◆ Provided passage
--- BEGIN ---

Variable measurement
Table 1 provides the measures of the research variables. SME internationalisation is the dependent variable for the study. Studies have measured SME internationalisation using dimensions such as extent, speed, and scope of internationalisation (Dar and Mishra, 2019). Export is the most common and convenient measure for SMEs to enter international markets (Jafari-Sadeghi et al., 2020; Mmadubuko et al., 2025). Export plays a crucial role in the competitiveness of SMEs in international markets. Export intensity is measured as the ratio of exports to total sales (Dong et al., 2022). The logarithm of the percentage of direct and indirect export sales measures export.
Definition of variables and their measurement.
Certification serves as a vital indicator of a firm's commitment to maintaining international standards and best practices. This study employs a binary variable to capture the presence or absence of internationally recognised quality certifications such as ISO 9000 and ISO 14000. The inclusion of internationally recognised certifications signifies a firm's dedication to delivering products and services of consistently high quality, while prioritising environmental responsibility and competitiveness on an international level. This measure of certification is used by Sdiri (2023). Certification serves as a moderator in the relationship between corruption and SME internationalisation. Certification addresses corruption by upholding integrity in firms that adhere to internationally acclaimed standards, thereby enhancing their credibility with international stakeholders, investors, customers, and regulatory bodies, and reducing their reliance on corruption for internationalisation (Gil-Barragan and López-Sánchez, 2021).
Innovation is a vital determinant of a firm's internationalisation. Consistent with previous studies, innovation refers to the introduction of new goods, services, and processes within a firm's operations (Higón, 2011). Innovation is measured by process and product innovation as they reflect the output and operational efficiency of firms. For SMEs to internationalise quickly and effectively, they must innovate internally and adapt (Sadraei and Sadeghi, 2025). For this study, innovation serves as a moderator between Corruption and the SME Internationalisation relationship. Innovation provides SMEs with alternative, non-corrupt pathways for entering global markets. Thus, innovation enhances firms’ resilience against institutional constraints (Mohammad and Husted, 2021).

--- END ---

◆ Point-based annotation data
--- BEGIN ---

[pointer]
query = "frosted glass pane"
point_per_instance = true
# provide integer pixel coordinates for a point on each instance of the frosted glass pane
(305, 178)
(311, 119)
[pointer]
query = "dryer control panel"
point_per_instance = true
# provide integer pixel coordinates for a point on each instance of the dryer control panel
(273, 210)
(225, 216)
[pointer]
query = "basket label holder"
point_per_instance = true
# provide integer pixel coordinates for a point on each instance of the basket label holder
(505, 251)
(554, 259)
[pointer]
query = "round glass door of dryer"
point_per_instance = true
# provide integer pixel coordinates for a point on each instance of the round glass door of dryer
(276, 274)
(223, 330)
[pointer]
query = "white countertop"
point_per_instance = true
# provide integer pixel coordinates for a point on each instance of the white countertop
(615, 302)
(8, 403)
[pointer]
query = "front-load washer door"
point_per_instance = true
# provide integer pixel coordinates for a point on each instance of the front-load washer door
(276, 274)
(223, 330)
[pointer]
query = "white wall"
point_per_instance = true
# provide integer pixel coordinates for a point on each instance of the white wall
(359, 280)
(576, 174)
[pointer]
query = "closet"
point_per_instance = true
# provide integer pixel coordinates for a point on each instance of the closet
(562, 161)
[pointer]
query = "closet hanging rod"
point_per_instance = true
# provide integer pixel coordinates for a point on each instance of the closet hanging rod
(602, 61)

--- END ---

◆ Your objective
From the variable measurement section above, reproduce word for word the stretch from "Variable measurement" through "sales measures export.".

◆ Correct output
Variable measurement
Table 1 provides the measures of the research variables. SME internationalisation is the dependent variable for the study. Studies have measured SME internationalisation using dimensions such as extent, speed, and scope of internationalisation (Dar and Mishra, 2019). Export is the most common and convenient measure for SMEs to enter international markets (Jafari-Sadeghi et al., 2020; Mmadubuko et al., 2025). Export plays a crucial role in the competitiveness of SMEs in international markets. Export intensity is measured as the ratio of exports to total sales (Dong et al., 2022). The logarithm of the percentage of direct and indirect export sales measures export.